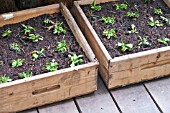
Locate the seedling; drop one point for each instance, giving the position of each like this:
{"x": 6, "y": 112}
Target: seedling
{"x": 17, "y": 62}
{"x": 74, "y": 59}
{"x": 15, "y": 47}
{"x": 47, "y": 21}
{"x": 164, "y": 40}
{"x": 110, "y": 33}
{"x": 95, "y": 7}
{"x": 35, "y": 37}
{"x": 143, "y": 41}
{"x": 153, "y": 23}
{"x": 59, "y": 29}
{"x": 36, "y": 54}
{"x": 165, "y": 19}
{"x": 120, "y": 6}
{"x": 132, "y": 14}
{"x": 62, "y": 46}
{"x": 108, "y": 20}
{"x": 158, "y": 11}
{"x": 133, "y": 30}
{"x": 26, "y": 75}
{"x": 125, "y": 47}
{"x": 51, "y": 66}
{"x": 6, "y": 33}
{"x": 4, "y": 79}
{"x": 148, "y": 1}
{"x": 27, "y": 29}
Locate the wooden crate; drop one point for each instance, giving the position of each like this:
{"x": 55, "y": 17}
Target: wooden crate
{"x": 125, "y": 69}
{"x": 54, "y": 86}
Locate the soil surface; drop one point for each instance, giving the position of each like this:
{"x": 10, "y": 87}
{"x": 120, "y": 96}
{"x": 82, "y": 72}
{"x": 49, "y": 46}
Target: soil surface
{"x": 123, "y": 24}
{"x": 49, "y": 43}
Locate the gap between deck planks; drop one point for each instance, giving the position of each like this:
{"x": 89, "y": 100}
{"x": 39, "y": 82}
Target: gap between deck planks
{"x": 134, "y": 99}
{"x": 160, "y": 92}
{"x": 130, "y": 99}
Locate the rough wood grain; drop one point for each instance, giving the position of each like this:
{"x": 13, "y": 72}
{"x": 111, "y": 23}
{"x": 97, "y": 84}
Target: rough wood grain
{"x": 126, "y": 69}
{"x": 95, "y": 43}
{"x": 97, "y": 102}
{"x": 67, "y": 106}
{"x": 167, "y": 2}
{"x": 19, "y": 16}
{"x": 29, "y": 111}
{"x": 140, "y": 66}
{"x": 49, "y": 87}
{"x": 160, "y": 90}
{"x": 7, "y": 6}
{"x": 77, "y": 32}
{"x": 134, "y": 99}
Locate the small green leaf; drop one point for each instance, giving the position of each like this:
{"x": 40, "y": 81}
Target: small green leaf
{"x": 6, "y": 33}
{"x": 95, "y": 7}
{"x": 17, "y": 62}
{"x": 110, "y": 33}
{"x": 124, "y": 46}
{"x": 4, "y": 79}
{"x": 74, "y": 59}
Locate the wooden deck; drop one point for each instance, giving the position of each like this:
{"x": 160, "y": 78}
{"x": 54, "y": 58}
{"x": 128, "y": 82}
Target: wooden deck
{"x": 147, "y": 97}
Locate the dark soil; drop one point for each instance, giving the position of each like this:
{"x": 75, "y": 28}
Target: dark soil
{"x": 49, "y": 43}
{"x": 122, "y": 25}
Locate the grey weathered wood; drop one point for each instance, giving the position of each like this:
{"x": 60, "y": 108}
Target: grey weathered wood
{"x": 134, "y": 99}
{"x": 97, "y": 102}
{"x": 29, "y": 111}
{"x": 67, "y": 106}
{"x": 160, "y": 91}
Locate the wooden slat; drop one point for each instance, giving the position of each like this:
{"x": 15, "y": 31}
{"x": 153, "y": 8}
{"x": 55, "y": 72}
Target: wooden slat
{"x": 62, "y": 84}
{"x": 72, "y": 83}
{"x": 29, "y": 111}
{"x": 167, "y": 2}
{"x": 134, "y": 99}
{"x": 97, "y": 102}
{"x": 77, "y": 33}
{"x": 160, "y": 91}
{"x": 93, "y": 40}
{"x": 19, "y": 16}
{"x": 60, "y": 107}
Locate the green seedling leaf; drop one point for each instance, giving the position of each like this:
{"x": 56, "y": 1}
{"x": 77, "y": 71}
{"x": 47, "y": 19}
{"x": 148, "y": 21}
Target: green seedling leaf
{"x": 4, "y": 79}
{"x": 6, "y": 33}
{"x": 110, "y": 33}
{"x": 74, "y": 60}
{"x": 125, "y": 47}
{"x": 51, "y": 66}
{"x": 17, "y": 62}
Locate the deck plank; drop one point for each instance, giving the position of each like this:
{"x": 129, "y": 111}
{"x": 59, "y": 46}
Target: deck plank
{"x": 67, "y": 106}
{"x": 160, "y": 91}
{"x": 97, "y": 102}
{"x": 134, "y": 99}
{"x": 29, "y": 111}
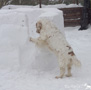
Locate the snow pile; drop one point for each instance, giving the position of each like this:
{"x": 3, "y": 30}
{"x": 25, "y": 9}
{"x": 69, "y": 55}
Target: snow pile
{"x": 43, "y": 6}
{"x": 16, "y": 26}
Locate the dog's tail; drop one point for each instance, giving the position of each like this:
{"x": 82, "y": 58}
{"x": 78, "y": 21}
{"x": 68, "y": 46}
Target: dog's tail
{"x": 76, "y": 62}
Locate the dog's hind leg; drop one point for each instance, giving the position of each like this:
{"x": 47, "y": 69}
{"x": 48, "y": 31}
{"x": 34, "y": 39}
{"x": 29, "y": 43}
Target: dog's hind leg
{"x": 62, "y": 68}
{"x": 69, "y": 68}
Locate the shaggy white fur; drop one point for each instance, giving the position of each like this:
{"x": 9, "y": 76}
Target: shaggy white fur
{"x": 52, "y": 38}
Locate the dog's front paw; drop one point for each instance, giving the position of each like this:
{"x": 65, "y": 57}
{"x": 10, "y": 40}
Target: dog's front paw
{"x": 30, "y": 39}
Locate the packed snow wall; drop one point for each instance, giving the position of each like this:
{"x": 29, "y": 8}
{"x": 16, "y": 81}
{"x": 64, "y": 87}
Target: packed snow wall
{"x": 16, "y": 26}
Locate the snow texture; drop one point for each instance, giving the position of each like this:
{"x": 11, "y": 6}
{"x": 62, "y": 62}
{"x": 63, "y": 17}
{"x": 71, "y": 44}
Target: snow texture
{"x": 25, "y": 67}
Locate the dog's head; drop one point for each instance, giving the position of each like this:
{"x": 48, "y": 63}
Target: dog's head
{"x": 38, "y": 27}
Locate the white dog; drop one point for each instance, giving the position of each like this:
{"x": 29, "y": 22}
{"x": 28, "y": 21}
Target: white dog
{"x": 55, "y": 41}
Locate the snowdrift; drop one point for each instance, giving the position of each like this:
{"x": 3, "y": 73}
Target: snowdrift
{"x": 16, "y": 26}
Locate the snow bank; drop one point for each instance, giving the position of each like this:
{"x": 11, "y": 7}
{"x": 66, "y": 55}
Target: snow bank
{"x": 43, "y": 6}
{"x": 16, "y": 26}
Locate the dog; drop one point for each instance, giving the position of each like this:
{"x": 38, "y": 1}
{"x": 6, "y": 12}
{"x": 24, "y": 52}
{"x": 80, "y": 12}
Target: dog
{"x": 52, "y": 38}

---

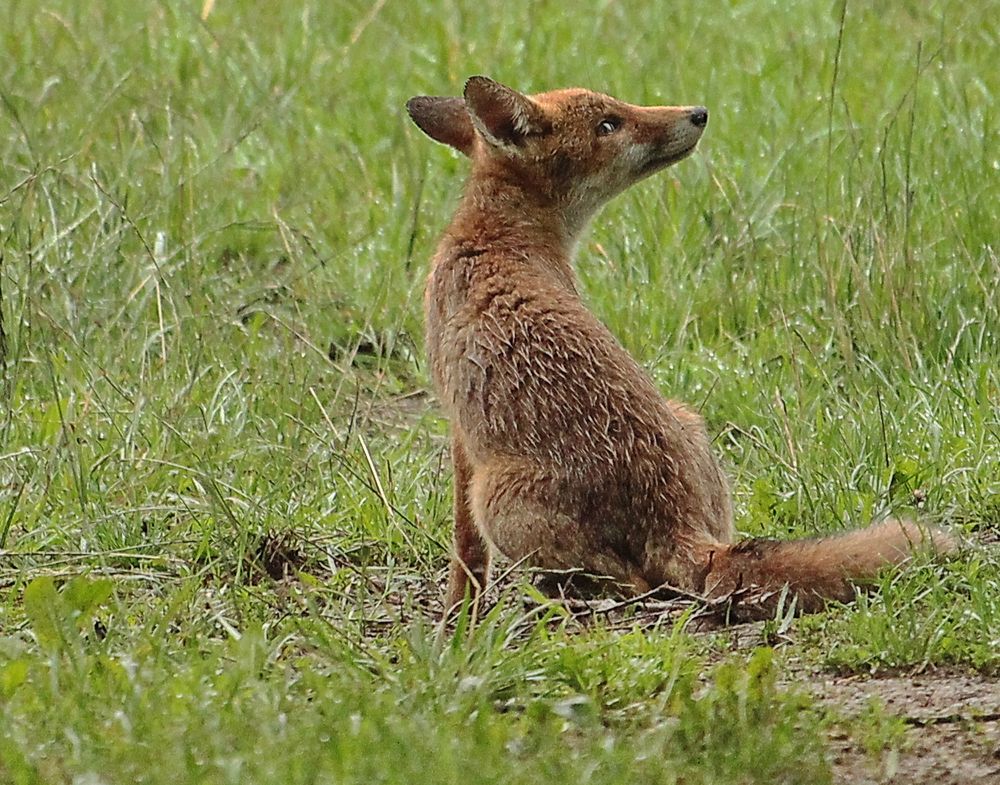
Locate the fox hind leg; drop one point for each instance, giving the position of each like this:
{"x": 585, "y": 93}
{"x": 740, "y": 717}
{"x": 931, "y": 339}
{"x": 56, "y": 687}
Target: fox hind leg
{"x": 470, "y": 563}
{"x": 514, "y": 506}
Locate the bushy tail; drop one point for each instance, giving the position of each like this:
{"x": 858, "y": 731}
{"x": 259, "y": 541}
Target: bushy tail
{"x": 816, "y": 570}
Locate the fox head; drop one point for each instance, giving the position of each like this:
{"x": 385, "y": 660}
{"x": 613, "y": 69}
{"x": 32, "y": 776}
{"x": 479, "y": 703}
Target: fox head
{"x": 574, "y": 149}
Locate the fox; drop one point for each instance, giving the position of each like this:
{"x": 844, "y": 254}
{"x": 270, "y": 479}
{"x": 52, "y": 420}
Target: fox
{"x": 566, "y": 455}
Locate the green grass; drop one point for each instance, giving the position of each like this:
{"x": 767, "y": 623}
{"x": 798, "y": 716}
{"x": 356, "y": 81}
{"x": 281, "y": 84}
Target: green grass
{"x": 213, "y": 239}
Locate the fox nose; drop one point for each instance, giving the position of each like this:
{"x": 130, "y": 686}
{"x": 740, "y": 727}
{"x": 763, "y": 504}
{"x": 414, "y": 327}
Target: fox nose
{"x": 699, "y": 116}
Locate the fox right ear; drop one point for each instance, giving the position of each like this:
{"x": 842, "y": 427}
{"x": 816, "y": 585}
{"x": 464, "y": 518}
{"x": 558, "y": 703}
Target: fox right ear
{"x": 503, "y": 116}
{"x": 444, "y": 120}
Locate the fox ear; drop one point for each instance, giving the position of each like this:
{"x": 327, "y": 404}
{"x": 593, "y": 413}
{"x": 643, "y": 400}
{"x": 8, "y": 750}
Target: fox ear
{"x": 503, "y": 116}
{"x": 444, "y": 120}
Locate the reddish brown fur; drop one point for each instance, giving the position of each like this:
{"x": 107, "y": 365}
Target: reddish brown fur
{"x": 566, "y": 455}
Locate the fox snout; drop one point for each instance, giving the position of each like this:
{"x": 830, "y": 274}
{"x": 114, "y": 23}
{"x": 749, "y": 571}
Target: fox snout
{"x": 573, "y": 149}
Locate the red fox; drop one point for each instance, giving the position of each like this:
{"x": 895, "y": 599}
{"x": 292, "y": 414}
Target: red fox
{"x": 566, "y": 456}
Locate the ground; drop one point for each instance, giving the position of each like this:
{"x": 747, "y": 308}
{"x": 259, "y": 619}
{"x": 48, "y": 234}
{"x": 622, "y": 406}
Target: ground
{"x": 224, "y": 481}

---

Extract every line of the data above that contains the word "green", copying each such line in full.

### The reply
Locate the small green leaf; drop one point for each instance, giving the position of each like this:
Target: small green leaf
Locate the green seedling leaf; drop one point for each instance, giving the position of each like this:
Target: green seedling leaf
Locate the green grass; drop one point for each instance, giving the position of each like this:
Target: green grass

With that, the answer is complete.